## PASSAGE CHOISI:
————
Les années et les promotions se succèdent. En 1901, Andrews devient membre de l'Institut des architectes navals[2]. En 1904, Andrews est nommé directeur adjoint du bureau de dessin. Enfin en 1905, il est promu directeur général des chantiers navals Harland & Wolff. Désormais chargé de la conception et chef du bureau d'études, il doit superviser la construction des navires, du dessin des plans au départ du navire de Belfast[9]. Cette année-là, Thomas Andrews a 32 ans, et déjà treize années d'expérience aux chantiers. De 1899 à 1912, ou de l’Oceanic au Titanic, Andrews travaille sur de nombreux bateaux. Quelques-uns appartiennent à la White Star Line, comme le Celtic, le Cedric, le Baltic, le Laurentic, le Megantic, l’Adriatic, et finalement l’Olympic et le Titanic[9]. Il travaille également à la réparation du Suevic, de la même compagnie[8],[1]. Le navire, construit en 1901, s'est en effet échoué sur des rochers en 1907 et la compagnie, par mesure d'économie, a tenté de le remettre à flot. Cependant, les opérations de sauvetage n'ont permis de sauver que la partie arrière, qui avait dû être coupée en deux. Harland & Wolff reçoit donc la commande d'une moitié de navire pour réparer le paquebot, chose faite en 1908[10],[11]. En dehors des commandes de la White Star Line, il travaille également sur l’America, et d’autres moins connus mais qui n'en naviguent pas moins sur les quatre mers, comme, le President Lincoln et le President Grant, le Nieuw Amsterdam, le Rotterdam, le Lapland. l’Aragon, l’Amazon, l’Avon, l’Asturias, l’Arlanza, le Herefordshire, le Leicestershire, le Gloucestershire, le Oxfordshire, le Pericles, le Themistocles, le Demosthenes[9]…
La consécration : la classe Olympic
Cependant, le navire qui le rend célèbre est le Titanic. En 1907, Joseph Bruce Ismay et William James Pirrie décident de construire trois navires géants pour la White Star Line afin de concurrencer les récents Lusitania et Mauretania de la Cunard Line[12]. Les chantiers Harland & Wolff, qui construisent les navires de la compagnie depuis son rachat par Thomas Henry Ismay en 1867, sont naturellement choisis pour réaliser ce projet sans même passer par le biais d'un contrat, le seul document utilisé étant une lettre d'accord[13]. Thomas Andrews et Alexander Carlisle, beau-frère de Pirrie, sont désignés comme principaux architectes. Les trois navires, appartenant à la classe Olympic doivent être les plus grands paquebots du monde : l’Olympic, le Titanic et le Gigantic. Lorsque Carlisle prend sa retraite en 1910, Andrews est seul chargé de la construction[14].
————
## ENTRÉES EXTRAITES:
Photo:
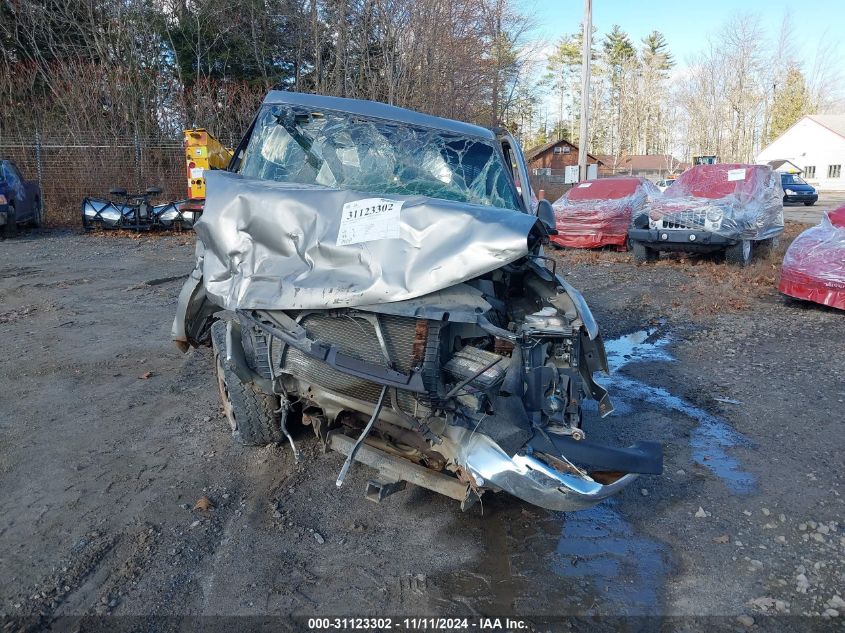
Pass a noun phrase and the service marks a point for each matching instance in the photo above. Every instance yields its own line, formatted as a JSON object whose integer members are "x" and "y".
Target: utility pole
{"x": 585, "y": 88}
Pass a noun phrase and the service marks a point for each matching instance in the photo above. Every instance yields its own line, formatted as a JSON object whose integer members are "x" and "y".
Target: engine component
{"x": 481, "y": 368}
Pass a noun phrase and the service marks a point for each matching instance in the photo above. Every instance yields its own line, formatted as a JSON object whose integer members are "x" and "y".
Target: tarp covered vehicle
{"x": 814, "y": 265}
{"x": 712, "y": 207}
{"x": 598, "y": 212}
{"x": 376, "y": 273}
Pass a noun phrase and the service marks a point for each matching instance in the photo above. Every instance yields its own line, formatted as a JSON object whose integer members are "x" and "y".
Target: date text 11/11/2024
{"x": 417, "y": 624}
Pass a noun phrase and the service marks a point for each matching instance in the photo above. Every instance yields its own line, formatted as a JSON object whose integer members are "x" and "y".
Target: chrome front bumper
{"x": 530, "y": 479}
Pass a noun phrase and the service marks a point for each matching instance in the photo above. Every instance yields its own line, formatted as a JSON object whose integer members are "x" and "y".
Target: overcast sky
{"x": 686, "y": 24}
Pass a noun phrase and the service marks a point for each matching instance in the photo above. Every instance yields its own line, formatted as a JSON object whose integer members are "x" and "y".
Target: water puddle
{"x": 709, "y": 440}
{"x": 625, "y": 571}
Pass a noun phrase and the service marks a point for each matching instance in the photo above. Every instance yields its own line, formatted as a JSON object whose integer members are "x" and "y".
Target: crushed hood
{"x": 277, "y": 245}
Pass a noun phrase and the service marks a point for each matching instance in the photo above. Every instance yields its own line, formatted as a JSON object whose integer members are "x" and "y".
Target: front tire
{"x": 251, "y": 413}
{"x": 643, "y": 254}
{"x": 739, "y": 254}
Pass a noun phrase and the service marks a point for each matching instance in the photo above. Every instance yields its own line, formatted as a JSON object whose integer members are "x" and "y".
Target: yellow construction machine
{"x": 202, "y": 151}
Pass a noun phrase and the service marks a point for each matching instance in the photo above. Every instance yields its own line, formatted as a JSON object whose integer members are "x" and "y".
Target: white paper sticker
{"x": 369, "y": 220}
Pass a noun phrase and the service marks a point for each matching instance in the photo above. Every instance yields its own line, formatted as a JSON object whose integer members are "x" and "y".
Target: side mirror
{"x": 546, "y": 215}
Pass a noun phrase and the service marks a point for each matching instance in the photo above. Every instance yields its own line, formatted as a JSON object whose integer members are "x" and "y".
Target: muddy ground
{"x": 109, "y": 436}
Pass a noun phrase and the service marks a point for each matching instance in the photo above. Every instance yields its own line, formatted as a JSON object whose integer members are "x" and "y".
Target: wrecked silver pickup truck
{"x": 378, "y": 274}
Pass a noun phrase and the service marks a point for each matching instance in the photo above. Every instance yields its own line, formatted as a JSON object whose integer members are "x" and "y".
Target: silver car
{"x": 378, "y": 275}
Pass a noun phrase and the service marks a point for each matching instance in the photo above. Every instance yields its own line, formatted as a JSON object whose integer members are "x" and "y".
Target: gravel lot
{"x": 109, "y": 436}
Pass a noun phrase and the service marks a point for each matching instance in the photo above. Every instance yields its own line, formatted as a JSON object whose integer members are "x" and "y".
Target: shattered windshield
{"x": 347, "y": 151}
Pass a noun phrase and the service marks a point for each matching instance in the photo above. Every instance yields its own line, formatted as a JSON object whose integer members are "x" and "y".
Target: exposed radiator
{"x": 355, "y": 335}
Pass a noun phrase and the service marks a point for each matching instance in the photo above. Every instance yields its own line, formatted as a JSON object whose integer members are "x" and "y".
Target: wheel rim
{"x": 224, "y": 393}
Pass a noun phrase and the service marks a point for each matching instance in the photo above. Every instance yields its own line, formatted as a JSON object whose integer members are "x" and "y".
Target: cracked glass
{"x": 348, "y": 151}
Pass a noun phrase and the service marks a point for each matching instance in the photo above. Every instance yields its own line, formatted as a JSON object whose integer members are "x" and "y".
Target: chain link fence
{"x": 69, "y": 169}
————
## OBJECTIF:
Selon le passage choisi, à quel poste Andrews est-il nommé en 1904 ?

## RÉPONSE:
Il est nommé directeur adjoint du bureau de dessin.